» Assigned task
Write out the data below exactly as given, without any of its pictures.

*** Opening of Material for this exercise ***

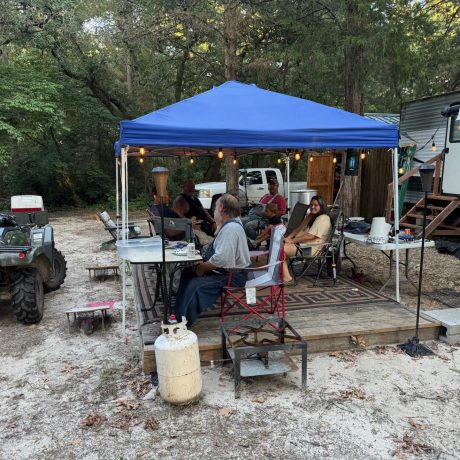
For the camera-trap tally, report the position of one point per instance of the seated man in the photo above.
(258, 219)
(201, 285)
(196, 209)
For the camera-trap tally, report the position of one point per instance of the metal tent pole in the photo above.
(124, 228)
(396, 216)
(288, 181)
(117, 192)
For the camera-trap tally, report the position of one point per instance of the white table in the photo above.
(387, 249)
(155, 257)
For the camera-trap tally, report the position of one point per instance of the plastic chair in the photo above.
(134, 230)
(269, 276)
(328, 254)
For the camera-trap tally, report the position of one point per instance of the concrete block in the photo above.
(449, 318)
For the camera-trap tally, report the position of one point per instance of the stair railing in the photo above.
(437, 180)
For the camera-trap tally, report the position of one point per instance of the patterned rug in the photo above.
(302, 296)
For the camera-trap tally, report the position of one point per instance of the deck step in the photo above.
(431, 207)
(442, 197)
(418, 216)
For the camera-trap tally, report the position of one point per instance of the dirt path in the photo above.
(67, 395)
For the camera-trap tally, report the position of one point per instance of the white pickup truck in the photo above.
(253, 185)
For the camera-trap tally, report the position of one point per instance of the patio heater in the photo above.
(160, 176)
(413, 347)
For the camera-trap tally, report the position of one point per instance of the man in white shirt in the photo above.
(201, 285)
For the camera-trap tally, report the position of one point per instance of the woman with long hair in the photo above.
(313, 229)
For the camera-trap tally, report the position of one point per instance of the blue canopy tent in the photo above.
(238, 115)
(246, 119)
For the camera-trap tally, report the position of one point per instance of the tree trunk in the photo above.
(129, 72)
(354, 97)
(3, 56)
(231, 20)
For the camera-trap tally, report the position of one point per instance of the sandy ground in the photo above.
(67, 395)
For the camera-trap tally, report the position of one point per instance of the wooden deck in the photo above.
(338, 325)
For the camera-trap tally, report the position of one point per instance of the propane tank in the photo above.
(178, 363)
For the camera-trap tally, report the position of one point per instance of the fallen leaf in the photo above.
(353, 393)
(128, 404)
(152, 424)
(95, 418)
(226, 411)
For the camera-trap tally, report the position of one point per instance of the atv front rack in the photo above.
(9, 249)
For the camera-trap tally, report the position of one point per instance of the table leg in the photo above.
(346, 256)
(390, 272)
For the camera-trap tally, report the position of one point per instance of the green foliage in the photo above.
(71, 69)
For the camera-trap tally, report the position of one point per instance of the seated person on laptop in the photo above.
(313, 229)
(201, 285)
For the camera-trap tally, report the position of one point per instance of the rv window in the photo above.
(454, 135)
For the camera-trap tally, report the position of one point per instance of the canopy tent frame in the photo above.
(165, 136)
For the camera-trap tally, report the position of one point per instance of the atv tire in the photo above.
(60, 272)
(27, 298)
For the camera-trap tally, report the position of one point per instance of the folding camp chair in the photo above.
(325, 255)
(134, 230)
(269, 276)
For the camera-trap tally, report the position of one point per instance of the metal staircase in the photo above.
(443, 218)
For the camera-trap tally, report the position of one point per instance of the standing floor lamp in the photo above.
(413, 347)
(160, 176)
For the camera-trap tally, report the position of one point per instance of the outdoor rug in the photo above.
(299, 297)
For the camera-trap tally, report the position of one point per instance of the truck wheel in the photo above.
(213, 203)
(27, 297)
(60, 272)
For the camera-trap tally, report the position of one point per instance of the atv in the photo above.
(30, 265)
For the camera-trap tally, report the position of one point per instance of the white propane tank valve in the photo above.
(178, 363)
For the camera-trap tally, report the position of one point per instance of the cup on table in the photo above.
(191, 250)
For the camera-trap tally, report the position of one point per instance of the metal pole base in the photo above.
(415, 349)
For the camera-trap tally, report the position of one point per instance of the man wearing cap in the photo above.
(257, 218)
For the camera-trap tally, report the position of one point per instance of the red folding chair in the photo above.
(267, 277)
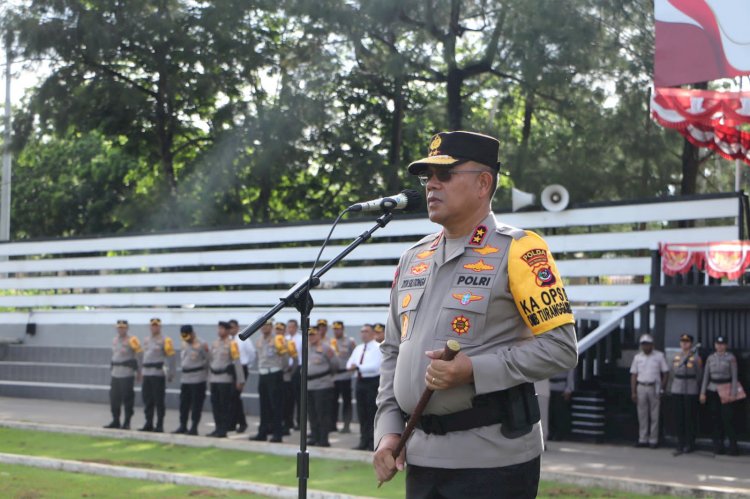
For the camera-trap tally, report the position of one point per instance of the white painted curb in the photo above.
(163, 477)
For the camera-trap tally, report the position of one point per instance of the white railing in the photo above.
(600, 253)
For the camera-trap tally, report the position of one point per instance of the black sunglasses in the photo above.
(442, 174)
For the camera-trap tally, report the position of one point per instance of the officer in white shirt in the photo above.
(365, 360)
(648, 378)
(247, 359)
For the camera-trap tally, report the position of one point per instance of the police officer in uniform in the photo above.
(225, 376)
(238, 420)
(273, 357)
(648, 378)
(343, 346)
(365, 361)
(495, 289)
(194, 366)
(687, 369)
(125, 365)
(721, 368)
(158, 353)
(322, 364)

*** Close of Material for this exercise ***

» Exercise result
For the camera-trap tally, report the position of one point per instance of the seated man in the photo above.
(258, 219)
(201, 285)
(196, 209)
For the camera-trap tally, report the position of one point per instance of the metal tent pole in the photo above.
(124, 228)
(396, 216)
(288, 181)
(117, 192)
For the camera-trap tally, report the position of one point per instance of the white table in the photo above.
(387, 249)
(155, 257)
For the camera-trap tally, report the position of one point per instance of the plastic chair in the photo above.
(134, 230)
(269, 276)
(328, 254)
For the camera-trap tally, report the position of one point per instance of the concrete block in the photo above.
(449, 318)
For the camera-trap tally, report the position of one point per instance of the stair railing in the photo above.
(437, 180)
For the camera-trap tally, report the position of one point per instance of the patterned rug in the photo above.
(302, 296)
For the camera-trap tally, report the position of one point per instance of the deck step in the photo above.
(431, 207)
(442, 197)
(418, 216)
For the camera-trap tally, report the position of one point per instance of the dirt path in the photo above.
(67, 395)
For the camera-trap tally, report the position of one point per instance of the white pickup truck in the photo above.
(253, 185)
For the camera-trap tally, report the position of one point per instance of the patio heater in the photo above.
(160, 176)
(413, 347)
For the camera-trap tally, report the position of one point per instance of the man in white shirt in the photo above.
(201, 285)
For the camera-trap tally, report the position of one point per instance of the woman with long hair in the photo above.
(313, 229)
For the camera-trap tally, report the position of one point per instance of the blue canopy tent in the photo above.
(238, 115)
(246, 119)
For the camera-trap tally, report the position of one point per instance of the tree trunk in the photo above.
(129, 72)
(354, 97)
(3, 56)
(231, 20)
For the camera-trap tally, report the position of one point per instance of the sandy ground in the photo above.
(67, 395)
For the camera-trap tally, report the position of one point per instance of the wooden deck in the photo above.
(338, 325)
For the camera-trap tally, report the position of one point per instance of the propane tank in the photo above.
(178, 363)
For the camera-trap tally, report the position of one point per instance of the fallen leaf in the photo above.
(353, 393)
(128, 404)
(152, 424)
(95, 418)
(226, 411)
For the camera-trap tally, report the position of one point per instance of the atv front rack in the photo above.
(9, 249)
For the camera-trap tally, report the position of one point per instance of the table leg in the photo above.
(346, 256)
(390, 272)
For the camera-trap tally, report the position of one point per instance of the green foliage in the photo above.
(71, 69)
For the camera-trap tally, report the position of one point per instance of the seated person on laptop in the photo above.
(313, 229)
(201, 285)
For the camera-trap tally, report the position of one point per instance of the rv window in the photo above.
(454, 135)
For the camera-trap tally, report the position of one point per instance of the canopy tent frame in the photo above.
(165, 136)
For the camera-trap tally, report the position of one point per instance of the atv tire in the photo above.
(60, 272)
(27, 298)
For the camera-trap tally, report the position of one point per instance of the folding camp chair in the photo above.
(325, 255)
(134, 230)
(269, 276)
For the camera-trap tally, report the position of one point per instance of the metal staircase in the photo above.
(443, 218)
For the camera-trap tally, report the position of one point per instance of the standing floor lamp in the photo above.
(413, 347)
(160, 176)
For the camera-trap tally, report the position of one point per instance of the outdoor rug in the photo above.
(299, 297)
For the camera-trap tally, report the position of one point per instance of the truck wheel in the photo above.
(213, 203)
(27, 297)
(60, 272)
For the camera-trap tally, report the position of one point per instance of the atv in the photo above.
(30, 265)
For the camera-trap tally, report the position of one point per instance of the white propane tank valve in the photo above.
(178, 363)
For the camera-trap tally, report the position of one point per instance of the cup on table in the photo above.
(191, 250)
For the camera-trap tally, report the position of one point per instance of the metal pole base in the photo above.
(415, 349)
For the camera-trap tally, report the position of one point per instance of the man wearing cap in the photo above.
(257, 218)
For the camera-trap tally, report the position of one point per instance of the red folding chair in the photo above.
(267, 277)
For the camera-trap tally, report the position of one point per instance of the white painted curb in the photo above.
(163, 477)
For the camera-trap tally, report the position of one point per instance of the white railing in the photo above.
(600, 253)
For the camera-trap tally, report the position of one point per instance of the black sunglasses in the photo above.
(442, 174)
For the camera-trap tally, report the position of one point per instance of the officer in white shirt in the photo above.
(365, 360)
(648, 378)
(247, 359)
For the camera-trap tally, report the position of one point per instance of the police officer in uniform in the photo above.
(225, 376)
(238, 420)
(273, 357)
(648, 378)
(343, 346)
(365, 361)
(495, 289)
(194, 366)
(687, 369)
(125, 365)
(721, 368)
(158, 353)
(322, 364)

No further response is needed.